*Supplied text:*

····················

The Ukrainian Stray Dog Problem

Apparently the Ukraine is trying to get rid of its stray dogs ahead of Euro 2012.

Animal welfare groups accuse Ukrainian authorities of using illegal and inhumane methods of killing stray dogs that cause long, agonizing deaths. They say dogs are often poisoned or injected with banned substances as officials rush to clear streets ahead of the Euro 2012 soccer championship next summer.

Euro 2012 organizers deny any involvement in a stray eradication campaign.

Full official statistics are hard to come by, but figures and estimates provided to The Associated Press by authorities in the Euro 2012 host cities of Kiev, Donetsk, Kharkiv and Lviv show more than 9,000 dogs have been put to death over the past year. Animal protection groups believe the number is far higher.

"It's a slaughterhouse," said Asya Serpinska, head of the Ukrainian Association of Animal Protection Organizations. "We are convinced that there is an unofficial order to purge Euro cities of stray animals so that, God forbid, some stray dog doesn't bite some foreigner."

Ukraine has a large stray dog population, estimated at tens of thousands in some cities. The dogs, often running in packs, can be seen on streets, in parks and even children's playgrounds. Nearly 3,000 people reported being bitten by stray dogs last year in Kiev and about 1,900 in Kharkiv, according to city officials.

On paper, officials have embraced the internationally accepted practice of sterilizing strays, then releasing them into areas where they pose no public threat, placing them in shelters or finding them homes. Sick or aggressive dogs are humanely euthanized.

But in reality, activists contend, a stray dog handled by authorities has little chance of survival. The only question, they say, is how much it will suffer before it dies. Shelters are virtually nonexistent, pet adoption unpopular and sterilization costly; most dogs are simply put down, they say.

"It's capture and kill," said John Ruane of Naturewatch, a British-based animal welfare group that monitors the situation in Ukraine. "It's just barbaric."

When I lived in Bulgaria, it wasn’t uncommon to see packs of stay dogs roaming the streets of Sofia. (It wasn’t as bad in smaller cities but still existed.) It seemed that every neighborhood had at least one or two packs of dogs that would roam the streets looking for something to eat. When I lived in an area called Lozenets, the pack lived under a balcony of a nearby apartment building. While I lived there one of the dogs gave birth to a litter of six puppies.

····················

*Excerpted records:*
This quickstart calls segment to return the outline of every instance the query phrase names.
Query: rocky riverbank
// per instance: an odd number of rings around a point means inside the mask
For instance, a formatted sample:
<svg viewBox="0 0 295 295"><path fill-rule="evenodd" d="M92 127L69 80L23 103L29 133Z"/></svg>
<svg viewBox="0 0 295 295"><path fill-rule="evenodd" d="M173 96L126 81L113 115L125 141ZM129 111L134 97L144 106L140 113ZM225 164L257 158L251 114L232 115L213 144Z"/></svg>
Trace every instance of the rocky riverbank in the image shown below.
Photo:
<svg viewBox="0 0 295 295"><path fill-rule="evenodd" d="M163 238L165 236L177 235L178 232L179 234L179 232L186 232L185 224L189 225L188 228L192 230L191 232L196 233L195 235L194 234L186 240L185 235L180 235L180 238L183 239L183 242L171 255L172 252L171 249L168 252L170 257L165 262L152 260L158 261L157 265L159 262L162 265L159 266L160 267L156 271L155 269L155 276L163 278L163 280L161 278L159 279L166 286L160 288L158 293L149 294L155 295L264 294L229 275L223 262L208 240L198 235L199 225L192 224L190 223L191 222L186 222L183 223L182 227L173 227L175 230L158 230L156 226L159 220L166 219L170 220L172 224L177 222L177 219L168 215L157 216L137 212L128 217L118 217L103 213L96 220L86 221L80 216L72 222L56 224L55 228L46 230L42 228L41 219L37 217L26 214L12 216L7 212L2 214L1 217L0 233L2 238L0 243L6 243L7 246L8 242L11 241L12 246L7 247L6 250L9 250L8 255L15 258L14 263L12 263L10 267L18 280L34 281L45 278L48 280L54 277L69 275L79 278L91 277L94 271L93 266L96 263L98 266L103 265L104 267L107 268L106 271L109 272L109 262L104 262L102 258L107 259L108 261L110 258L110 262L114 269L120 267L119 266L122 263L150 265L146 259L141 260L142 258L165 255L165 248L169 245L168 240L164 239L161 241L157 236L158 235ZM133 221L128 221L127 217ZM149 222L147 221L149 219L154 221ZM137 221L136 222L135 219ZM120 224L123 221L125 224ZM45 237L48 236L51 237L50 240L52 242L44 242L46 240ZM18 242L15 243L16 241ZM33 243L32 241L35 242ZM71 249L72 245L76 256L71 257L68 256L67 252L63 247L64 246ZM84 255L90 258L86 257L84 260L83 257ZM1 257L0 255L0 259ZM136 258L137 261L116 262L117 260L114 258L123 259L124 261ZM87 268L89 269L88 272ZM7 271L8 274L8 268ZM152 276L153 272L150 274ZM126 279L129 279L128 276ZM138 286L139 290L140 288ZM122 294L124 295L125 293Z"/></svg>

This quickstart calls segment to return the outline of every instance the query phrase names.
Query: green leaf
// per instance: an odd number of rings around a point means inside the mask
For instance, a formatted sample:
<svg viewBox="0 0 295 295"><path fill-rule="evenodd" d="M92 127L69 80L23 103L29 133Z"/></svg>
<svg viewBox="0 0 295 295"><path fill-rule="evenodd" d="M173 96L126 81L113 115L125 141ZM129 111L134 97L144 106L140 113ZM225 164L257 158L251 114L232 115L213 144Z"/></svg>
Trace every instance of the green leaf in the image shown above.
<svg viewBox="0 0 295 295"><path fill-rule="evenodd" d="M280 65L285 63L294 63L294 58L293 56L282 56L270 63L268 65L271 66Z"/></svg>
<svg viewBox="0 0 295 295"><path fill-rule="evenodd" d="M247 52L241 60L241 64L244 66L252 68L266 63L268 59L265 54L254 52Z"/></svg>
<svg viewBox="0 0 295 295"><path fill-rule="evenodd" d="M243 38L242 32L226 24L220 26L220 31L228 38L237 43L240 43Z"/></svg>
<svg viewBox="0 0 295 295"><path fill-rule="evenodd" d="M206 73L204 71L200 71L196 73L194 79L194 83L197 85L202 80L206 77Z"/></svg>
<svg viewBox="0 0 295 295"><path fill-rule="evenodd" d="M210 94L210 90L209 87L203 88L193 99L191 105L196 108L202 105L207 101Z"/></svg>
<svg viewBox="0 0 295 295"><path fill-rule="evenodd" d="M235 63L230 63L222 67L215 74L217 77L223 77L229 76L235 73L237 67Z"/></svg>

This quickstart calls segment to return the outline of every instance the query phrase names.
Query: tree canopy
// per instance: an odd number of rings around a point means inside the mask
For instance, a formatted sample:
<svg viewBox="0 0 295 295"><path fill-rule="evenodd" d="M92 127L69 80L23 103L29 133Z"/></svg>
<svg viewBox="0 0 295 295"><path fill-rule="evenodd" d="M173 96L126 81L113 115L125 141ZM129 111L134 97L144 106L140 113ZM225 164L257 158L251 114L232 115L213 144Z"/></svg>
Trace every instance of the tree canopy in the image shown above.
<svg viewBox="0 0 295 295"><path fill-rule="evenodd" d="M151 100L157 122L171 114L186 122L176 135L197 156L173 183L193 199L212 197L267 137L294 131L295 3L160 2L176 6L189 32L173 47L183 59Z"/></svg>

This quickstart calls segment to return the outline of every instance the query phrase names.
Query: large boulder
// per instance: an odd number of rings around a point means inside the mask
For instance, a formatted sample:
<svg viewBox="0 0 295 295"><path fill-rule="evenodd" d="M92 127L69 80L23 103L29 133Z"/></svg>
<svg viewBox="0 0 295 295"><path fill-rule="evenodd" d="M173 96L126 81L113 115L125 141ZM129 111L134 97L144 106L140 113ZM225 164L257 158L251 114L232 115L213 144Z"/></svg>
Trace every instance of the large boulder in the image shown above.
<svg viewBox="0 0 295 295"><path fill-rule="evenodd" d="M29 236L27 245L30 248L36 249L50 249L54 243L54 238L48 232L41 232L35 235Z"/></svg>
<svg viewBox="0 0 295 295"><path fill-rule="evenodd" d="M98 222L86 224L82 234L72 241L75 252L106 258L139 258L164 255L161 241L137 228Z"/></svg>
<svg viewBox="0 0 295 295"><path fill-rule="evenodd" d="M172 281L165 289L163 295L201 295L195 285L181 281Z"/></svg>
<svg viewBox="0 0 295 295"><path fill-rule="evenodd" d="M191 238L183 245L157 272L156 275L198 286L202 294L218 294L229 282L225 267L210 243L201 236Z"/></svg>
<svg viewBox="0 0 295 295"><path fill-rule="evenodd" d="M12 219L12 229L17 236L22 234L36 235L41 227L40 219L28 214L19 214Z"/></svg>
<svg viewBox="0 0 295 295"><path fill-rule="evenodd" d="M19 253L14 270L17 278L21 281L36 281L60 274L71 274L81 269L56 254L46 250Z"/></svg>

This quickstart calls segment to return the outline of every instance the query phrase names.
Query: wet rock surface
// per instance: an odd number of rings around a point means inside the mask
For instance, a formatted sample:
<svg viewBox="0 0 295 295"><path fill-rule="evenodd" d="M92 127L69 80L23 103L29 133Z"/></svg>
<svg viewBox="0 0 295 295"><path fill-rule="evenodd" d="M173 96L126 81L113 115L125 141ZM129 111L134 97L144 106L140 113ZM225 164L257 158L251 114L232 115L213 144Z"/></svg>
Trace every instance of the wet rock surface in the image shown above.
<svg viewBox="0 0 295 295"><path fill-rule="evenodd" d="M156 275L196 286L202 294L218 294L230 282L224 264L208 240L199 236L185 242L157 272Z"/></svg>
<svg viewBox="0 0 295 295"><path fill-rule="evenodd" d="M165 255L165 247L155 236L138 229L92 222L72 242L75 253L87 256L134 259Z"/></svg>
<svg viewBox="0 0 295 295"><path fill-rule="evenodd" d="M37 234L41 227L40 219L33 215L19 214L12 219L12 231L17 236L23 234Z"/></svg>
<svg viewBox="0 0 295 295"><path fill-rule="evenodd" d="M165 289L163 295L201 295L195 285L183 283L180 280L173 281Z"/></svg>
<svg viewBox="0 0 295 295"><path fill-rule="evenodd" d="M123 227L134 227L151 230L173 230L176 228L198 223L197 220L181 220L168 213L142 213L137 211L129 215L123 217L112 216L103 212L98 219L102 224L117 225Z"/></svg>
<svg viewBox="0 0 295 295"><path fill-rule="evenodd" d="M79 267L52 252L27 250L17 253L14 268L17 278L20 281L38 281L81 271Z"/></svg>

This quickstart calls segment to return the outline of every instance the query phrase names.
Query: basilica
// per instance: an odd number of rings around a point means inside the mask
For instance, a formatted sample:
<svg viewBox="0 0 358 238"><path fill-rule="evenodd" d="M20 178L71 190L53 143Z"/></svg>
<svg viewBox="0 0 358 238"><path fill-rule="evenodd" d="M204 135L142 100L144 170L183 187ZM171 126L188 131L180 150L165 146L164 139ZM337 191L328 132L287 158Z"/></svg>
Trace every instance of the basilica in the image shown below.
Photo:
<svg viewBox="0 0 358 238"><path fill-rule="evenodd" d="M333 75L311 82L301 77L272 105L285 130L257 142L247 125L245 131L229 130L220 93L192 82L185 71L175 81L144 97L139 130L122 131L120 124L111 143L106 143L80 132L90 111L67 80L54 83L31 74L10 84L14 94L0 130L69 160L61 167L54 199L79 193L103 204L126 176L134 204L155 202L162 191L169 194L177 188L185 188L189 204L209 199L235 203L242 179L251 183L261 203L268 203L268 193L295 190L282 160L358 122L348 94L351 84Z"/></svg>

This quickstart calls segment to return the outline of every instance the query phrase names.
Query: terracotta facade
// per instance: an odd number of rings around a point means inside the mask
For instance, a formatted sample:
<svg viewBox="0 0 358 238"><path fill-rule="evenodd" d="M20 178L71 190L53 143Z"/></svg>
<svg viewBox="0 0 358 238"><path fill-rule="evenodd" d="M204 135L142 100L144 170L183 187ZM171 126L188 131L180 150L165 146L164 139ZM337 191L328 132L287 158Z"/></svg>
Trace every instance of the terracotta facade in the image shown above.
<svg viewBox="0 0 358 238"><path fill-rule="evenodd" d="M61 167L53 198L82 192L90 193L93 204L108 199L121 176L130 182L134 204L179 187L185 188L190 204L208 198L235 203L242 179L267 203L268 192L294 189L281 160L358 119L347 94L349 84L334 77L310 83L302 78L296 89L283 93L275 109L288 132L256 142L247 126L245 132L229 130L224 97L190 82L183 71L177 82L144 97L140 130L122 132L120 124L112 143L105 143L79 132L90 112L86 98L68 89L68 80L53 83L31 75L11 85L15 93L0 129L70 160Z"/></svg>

····················

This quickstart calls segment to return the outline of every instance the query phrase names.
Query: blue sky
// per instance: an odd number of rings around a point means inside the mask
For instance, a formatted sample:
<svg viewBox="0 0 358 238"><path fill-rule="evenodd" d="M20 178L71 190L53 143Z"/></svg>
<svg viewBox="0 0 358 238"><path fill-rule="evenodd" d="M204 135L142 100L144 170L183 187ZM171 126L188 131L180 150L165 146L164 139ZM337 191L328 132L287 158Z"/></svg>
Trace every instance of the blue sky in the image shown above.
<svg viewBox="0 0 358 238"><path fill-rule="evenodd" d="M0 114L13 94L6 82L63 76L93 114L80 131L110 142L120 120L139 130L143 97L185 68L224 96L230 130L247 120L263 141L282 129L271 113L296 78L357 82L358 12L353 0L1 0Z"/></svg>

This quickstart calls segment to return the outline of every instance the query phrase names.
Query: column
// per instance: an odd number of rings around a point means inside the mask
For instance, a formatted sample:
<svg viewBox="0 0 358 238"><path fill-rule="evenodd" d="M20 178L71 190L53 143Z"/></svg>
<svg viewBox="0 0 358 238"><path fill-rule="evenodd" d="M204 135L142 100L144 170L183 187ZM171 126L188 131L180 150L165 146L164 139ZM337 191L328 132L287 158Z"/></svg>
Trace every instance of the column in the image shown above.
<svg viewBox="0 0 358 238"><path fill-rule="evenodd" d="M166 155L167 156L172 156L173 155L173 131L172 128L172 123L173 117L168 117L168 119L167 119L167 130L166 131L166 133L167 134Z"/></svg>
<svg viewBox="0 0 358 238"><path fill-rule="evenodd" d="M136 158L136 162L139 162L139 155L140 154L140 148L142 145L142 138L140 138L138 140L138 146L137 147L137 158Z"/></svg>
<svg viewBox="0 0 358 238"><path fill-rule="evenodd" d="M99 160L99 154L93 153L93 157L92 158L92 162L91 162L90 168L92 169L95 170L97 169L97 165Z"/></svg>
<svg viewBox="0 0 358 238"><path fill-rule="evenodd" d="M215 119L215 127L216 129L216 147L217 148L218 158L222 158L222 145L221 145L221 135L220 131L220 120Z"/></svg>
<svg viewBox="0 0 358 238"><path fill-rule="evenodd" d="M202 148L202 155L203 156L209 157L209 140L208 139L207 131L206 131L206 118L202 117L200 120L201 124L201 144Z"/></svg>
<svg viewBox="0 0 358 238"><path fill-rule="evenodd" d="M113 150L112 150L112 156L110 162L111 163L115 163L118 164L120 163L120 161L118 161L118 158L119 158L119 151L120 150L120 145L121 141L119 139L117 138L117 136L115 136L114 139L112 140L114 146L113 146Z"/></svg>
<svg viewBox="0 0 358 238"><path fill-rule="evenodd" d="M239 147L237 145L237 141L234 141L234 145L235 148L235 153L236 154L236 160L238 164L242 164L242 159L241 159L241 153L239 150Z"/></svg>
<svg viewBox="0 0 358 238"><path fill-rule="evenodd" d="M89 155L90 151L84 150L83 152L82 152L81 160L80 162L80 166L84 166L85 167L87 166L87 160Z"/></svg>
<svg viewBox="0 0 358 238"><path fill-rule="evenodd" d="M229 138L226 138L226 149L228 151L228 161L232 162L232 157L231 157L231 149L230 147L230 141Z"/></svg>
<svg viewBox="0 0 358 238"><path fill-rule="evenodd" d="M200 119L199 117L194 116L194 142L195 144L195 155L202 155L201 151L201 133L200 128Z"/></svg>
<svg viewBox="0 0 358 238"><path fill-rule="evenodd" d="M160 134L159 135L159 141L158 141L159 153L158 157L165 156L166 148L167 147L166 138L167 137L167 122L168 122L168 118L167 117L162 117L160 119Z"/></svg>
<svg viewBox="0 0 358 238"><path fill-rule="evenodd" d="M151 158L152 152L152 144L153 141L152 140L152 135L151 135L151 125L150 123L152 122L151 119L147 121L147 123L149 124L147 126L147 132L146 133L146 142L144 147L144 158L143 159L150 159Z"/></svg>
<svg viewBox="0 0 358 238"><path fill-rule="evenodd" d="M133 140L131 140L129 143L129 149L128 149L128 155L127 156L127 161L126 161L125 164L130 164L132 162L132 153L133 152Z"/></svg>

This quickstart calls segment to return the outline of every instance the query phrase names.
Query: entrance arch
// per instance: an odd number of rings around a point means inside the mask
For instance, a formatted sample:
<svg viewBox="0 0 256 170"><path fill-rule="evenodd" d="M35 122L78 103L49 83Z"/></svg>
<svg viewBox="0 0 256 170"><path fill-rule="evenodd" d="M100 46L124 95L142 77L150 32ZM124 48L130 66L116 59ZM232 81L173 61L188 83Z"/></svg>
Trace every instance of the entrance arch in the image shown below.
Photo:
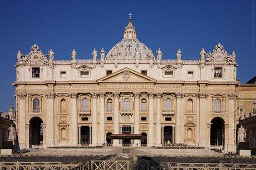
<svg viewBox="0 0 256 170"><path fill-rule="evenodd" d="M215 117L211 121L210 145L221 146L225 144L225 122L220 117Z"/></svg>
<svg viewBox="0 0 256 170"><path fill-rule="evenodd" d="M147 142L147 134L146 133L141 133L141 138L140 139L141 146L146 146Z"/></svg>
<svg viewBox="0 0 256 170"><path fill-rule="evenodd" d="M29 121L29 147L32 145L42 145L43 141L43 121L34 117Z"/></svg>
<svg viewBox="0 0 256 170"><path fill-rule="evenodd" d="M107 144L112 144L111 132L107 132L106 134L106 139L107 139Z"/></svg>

····················

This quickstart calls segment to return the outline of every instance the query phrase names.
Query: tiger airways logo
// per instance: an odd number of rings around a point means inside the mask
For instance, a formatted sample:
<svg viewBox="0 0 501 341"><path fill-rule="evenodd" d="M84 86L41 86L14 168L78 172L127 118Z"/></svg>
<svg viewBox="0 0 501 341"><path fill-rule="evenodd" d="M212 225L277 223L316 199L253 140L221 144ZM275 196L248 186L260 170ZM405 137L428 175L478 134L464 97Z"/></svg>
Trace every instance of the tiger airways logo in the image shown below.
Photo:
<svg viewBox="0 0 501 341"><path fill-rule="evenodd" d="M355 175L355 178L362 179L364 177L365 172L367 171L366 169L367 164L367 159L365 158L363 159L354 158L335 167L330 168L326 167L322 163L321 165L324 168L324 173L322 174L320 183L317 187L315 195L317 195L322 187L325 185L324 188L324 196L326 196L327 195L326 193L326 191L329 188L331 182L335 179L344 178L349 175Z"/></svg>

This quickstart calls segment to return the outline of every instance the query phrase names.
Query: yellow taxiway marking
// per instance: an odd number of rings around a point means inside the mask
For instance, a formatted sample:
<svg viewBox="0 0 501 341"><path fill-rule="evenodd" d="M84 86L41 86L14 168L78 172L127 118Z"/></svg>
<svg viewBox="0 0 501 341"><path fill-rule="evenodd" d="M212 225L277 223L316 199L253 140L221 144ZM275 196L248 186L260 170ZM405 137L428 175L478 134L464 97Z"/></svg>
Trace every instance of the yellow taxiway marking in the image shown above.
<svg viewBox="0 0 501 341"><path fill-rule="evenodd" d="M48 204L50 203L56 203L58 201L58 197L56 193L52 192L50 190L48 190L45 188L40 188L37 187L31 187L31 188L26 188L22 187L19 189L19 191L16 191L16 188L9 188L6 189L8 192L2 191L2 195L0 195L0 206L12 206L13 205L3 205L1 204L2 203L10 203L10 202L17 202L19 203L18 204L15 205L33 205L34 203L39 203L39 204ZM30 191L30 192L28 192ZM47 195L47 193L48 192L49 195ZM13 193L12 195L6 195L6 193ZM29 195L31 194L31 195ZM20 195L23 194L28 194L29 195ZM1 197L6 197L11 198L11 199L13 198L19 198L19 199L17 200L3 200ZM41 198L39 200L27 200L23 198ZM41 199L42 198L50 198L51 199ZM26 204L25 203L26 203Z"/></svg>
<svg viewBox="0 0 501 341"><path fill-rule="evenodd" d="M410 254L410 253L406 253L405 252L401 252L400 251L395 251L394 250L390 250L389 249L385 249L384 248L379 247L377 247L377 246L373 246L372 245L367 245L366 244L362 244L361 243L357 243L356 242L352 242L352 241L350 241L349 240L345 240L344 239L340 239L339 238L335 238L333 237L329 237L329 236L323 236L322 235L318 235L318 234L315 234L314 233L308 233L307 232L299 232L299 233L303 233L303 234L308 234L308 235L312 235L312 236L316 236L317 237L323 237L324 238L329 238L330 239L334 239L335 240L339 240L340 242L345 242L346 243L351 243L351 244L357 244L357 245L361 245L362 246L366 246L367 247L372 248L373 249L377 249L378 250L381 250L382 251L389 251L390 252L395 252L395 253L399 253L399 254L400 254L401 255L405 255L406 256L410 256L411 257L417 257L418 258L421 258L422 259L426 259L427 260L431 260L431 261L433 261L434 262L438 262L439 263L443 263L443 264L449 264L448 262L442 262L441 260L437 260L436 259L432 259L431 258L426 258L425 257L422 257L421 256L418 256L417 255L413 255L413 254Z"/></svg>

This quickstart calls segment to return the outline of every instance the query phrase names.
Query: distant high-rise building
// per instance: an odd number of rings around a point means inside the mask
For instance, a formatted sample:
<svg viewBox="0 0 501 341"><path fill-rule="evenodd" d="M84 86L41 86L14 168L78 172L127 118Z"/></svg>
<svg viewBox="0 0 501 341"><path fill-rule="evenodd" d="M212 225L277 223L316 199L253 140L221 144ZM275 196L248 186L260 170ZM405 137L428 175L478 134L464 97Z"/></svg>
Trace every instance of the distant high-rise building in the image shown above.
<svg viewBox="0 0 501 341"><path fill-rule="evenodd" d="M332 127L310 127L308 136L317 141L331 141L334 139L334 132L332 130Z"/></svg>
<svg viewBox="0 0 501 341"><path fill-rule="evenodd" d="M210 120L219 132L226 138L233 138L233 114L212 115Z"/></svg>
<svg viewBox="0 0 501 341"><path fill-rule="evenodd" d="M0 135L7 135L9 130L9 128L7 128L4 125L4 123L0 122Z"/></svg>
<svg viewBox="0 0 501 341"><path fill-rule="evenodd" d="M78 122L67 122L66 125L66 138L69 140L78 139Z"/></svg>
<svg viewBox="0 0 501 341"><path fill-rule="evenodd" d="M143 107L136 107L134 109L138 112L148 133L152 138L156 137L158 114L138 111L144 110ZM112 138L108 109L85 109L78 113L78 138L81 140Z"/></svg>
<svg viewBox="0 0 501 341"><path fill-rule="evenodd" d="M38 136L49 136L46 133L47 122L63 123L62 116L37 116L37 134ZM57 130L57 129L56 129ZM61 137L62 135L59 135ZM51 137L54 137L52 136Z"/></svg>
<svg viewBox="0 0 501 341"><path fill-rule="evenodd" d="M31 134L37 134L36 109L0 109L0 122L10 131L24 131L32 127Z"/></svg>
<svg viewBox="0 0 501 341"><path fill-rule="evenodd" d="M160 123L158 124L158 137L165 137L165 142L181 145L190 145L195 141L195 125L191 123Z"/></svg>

····················

*Questions on the material:*
1. List the Euro 2012 host cities that the article on Ukraine's stray dogs names.
2. Carry on the piece about Ukraine's stray dogs, starting after its last sentence.

*Answers given:*
1. Kiev, Donetsk, Kharkiv, Lviv

2.
The dogs were anything but aggressive. If they did approach you, their heads would be down and you could tell by the skittish way they walked that they were on edge. All you had to do was raise your hand and pretend you were throwing a rock and the dogs would scatter. And they were so hungry they’d eat just about anything. Sometimes if the pack was congregating near our apartment building, we’d drop chunks of stale bread from our apartment five stories up. The dogs would woof it down like we had just thrown them pieces of raw meat. As far as I could tell, there was never any effort made by the city to round them up. Animal shelters in that part of the world were unheard of.

While I don’t know how the packs of stray dogs in the Ukraine are different than their counterparts in Bulgaria, I don’t understand why animal rights activists are upset that the dogs are being killed. While I don’t condone the inhumane methods of killing stray dogs mentioned in the article, having packs of dogs run wild on the streets isn’t good for anyone. The dogs in Sofia were filthy, disease ridden, and looked like they were constantly starving. I don’t see why they be treated any better in the Ukraine. Simply sterilizing strays and releasing them “into areas where they pose no public threat” like the animal rights activists want just stops them from reproducing. It does nothing to feed or shelter the animals. Releasing serialized animals and letting them fend for themselves doesn’t strike me as being that humane.

Sadly, like Bulgaria, it appears the stay dog problem is more of a cultural issue than anything. Unless Ukrainians are willing to invest in real animal shelters and humanly euthanize the dogs, it’s going to return and persist long after Euro 2012 is over.